Position annotation records:
--- --- ---

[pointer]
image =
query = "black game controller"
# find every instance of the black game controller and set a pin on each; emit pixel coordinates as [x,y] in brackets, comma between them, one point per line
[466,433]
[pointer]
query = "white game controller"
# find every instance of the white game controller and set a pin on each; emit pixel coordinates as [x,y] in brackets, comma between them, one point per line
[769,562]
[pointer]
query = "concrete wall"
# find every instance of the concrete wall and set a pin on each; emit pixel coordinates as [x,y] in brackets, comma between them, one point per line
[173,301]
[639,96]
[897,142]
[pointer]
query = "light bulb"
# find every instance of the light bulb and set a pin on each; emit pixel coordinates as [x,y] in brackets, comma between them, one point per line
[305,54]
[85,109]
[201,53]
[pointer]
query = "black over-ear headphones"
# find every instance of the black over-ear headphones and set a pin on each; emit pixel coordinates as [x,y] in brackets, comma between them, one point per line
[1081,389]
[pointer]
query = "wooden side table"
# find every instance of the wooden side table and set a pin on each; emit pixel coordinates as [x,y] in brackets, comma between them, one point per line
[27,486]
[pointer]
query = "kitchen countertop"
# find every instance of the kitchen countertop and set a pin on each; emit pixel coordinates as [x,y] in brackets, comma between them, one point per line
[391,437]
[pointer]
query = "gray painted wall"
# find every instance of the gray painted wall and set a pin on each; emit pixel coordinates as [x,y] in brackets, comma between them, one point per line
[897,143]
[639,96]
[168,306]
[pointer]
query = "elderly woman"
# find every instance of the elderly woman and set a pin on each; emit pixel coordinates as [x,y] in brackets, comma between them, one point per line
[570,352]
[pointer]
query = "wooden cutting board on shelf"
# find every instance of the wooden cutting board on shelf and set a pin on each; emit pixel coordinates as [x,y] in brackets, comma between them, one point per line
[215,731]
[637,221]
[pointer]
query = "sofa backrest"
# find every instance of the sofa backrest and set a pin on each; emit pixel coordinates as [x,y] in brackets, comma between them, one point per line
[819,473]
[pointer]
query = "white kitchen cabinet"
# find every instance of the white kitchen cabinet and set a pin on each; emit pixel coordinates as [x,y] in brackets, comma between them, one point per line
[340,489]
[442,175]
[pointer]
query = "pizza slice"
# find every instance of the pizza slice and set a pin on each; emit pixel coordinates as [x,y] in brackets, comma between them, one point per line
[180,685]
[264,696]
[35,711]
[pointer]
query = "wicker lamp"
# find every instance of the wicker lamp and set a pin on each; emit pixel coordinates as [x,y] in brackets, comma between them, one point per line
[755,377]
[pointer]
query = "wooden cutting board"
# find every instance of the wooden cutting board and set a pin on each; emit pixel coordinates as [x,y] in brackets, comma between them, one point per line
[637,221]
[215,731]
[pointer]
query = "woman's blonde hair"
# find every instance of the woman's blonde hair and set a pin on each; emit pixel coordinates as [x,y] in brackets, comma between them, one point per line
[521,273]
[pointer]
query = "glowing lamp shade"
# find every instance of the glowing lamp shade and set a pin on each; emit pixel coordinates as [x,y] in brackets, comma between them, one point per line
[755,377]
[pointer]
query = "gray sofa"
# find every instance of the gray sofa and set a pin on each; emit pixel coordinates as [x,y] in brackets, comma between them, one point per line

--- --- ---

**What to do**
Output the full listing exactly as it stands.

**Output for this exercise**
[pointer]
image =
query = "black game controller"
# find every instance of the black game controller and set a pin on each; emit pixel coordinates as [x,y] in brackets, comma between them, one point per line
[466,433]
[pointer]
query = "white game controller"
# find every instance of the white game controller and set a pin on each; emit pixel coordinates as [x,y] in brackets, comma between them, one point per line
[769,562]
[pointer]
query = "concrete wall"
# find every instance of the concrete wall and set a pin on each; emit pixel coordinates as [x,y] in brackets, comma between them, one point per line
[173,301]
[639,96]
[897,142]
[pointer]
query = "light bulb"
# find every instance of the light bulb and set a pin on each; emit pixel coordinates as [x,y] in brackets, comma between them, one point per line
[305,54]
[85,109]
[201,53]
[pointer]
query = "black over-ear headphones"
# find every instance of the black over-ear headphones and set a pin on each; emit pixel coordinates as [x,y] in brackets, comma between them, one point per line
[1081,389]
[pointer]
query = "wooden side table"
# find every instance of the wooden side table and set a pin on each; emit pixel coordinates as [x,y] in brackets, comma between them, one point per line
[27,486]
[pointer]
query = "kitchen countertop"
# find every instance of the kitchen countertop and set a pin on each; emit pixel coordinates as [x,y] in brackets, comma between them, one point per line
[391,437]
[pointer]
query = "gray painted wall"
# find every instance of the gray painted wall and set a pin on each; emit pixel coordinates as [x,y] in brackets, comma between them, one point per line
[897,143]
[639,96]
[168,306]
[pointer]
query = "elderly woman"
# find every instance of the elderly woman and set a pin on each; emit pixel coordinates as [x,y] in brackets, comma between them, one point per line
[570,352]
[pointer]
query = "wooden cutting board on shelf"
# find every instance of the wooden cutting board on shelf and set a pin on each; emit pixel coordinates as [x,y] in brackets, comma between them, one point per line
[215,731]
[637,221]
[pointer]
query = "sofa backrest"
# find every instance of the sofa backrest and set a pin on each; emit pixel coordinates as [x,y] in brackets, comma between them, one point per line
[819,473]
[pointer]
query = "white kitchen cabinet"
# find every instance of the white kitchen cabinet and set a pin on each; emit pixel coordinates as [x,y] in brackets, comma between them, one point per line
[340,489]
[442,175]
[pointer]
query = "pizza slice"
# find every instance of the pizza slice and set a pin on each; emit pixel coordinates as [x,y] in brackets, comma between them, one point per line
[180,685]
[264,696]
[35,711]
[pointer]
query = "wicker lamp"
# find every instance of the wicker lamp and set a pin on each; emit pixel coordinates as [x,y] in brackets, comma between them, one point per line
[755,377]
[pointer]
query = "wooden cutting board"
# find every instance of the wooden cutting board and set a pin on each; emit pixel coordinates as [x,y] in brackets, comma between them, one point per line
[637,221]
[215,731]
[pointer]
query = "woman's blonde hair"
# find every instance of the woman's blonde hair and set a pin on each; emit pixel coordinates as [x,y] in brackets, comma between them, one point per line
[521,273]
[pointer]
query = "glowing lamp shade"
# find every instance of the glowing lamp shade and set a pin on each; emit pixel coordinates as [x,y] in brackets, comma between them, one point per line
[755,377]
[pointer]
query = "gray sofa"
# find every instance of the gray sofa and set a pin on each; emit pixel coordinates as [x,y] in brackets, comma between them, one point per line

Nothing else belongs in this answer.